# Quoted text
____
跳转至

Retrieval Loop: Search Until Evidence Is Enough

If the travel assistant searches once, a bad query can sink the answer. The user asks for a "Hangzhou tea culture route", but the query is just "Hangzhou attractions", so retrieval returns generic places.

Retrieval Loop is not a full agent. It adds a small loop to RAG: propose a query, retrieve, decide whether evidence is enough, and either answer or search again.

One Sentence

Retrieval Loop turns one-shot retrieve-then-answer into query → retrieve → decide → answer/retry, so simple RAG can repair weak retrieval.

What Breaks Without It

Problem What it looks like Risk
One retrieval only Fast Bad query means bad answer
No evidence sufficiency check Has context Model may answer from weak evidence
Hits are not recorded Has citations Hard to replay why those docs were used

What This Pattern Changes

Who Owns
Model Proposes query and decides done/not done
Retriever Returns snippets and doc ids
Python Controls rounds, stores hits, writes trace

It is narrower than Agentic RAG: the only loop action is retrieval.
____
# Short exercise 1
From the Retrieval Loop page, extract the passage from "Retrieval Loop is" up to and including "repair weak retrieval.".
The entries that follow are unrelated to the Retrieval Loop page.

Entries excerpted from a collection
____
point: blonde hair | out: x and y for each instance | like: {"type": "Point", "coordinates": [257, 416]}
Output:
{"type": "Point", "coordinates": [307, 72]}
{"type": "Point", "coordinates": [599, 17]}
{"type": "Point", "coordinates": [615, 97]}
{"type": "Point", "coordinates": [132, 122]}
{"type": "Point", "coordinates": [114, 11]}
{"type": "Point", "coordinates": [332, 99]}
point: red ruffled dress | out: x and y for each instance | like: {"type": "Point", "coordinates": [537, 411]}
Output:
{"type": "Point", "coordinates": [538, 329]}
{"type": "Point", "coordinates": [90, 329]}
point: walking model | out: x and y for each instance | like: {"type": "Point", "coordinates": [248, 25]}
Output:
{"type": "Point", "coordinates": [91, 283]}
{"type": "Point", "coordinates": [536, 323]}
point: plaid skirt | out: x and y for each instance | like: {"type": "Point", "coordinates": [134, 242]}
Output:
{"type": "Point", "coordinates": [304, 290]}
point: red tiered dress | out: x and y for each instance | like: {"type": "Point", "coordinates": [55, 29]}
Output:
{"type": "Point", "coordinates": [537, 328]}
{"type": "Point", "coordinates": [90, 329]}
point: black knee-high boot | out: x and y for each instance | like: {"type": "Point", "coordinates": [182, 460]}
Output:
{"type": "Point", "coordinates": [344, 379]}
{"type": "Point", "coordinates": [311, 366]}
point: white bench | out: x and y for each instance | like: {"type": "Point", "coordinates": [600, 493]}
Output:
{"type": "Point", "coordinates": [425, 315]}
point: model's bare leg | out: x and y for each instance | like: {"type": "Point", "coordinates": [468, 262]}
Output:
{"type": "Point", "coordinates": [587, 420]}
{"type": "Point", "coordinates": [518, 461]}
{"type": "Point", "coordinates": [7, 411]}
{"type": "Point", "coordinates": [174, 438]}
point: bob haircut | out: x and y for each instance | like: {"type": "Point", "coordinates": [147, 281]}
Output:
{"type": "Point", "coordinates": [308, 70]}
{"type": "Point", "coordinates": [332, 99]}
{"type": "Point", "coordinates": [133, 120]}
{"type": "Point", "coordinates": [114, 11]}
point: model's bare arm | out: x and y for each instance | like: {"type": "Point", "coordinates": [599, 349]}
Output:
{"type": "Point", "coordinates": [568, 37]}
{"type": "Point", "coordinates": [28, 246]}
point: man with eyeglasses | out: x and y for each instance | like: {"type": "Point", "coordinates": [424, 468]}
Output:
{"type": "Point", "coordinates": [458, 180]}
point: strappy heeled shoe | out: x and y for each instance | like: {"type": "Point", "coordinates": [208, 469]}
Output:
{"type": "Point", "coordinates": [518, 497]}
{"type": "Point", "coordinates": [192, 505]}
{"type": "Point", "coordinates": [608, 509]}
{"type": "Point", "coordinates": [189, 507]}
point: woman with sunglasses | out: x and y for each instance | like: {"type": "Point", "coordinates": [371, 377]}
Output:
____
# Short exercise 2
Extract each line of the entries that contains the word "with".

# Exercise output 1
Retrieval Loop is not a full agent. It adds a small loop to RAG: propose a query, retrieve, decide whether evidence is enough, and either answer or search again.

One Sentence

Retrieval Loop turns one-shot retrieve-then-answer into query → retrieve → decide → answer/retry, so simple RAG can repair weak retrieval.

# Exercise output 2
point: man with eyeglasses | out: x and y for each instance | like: {"type": "Point", "coordinates": [424, 468]}
point: woman with sunglasses | out: x and y for each instance | like: {"type": "Point", "coordinates": [371, 377]}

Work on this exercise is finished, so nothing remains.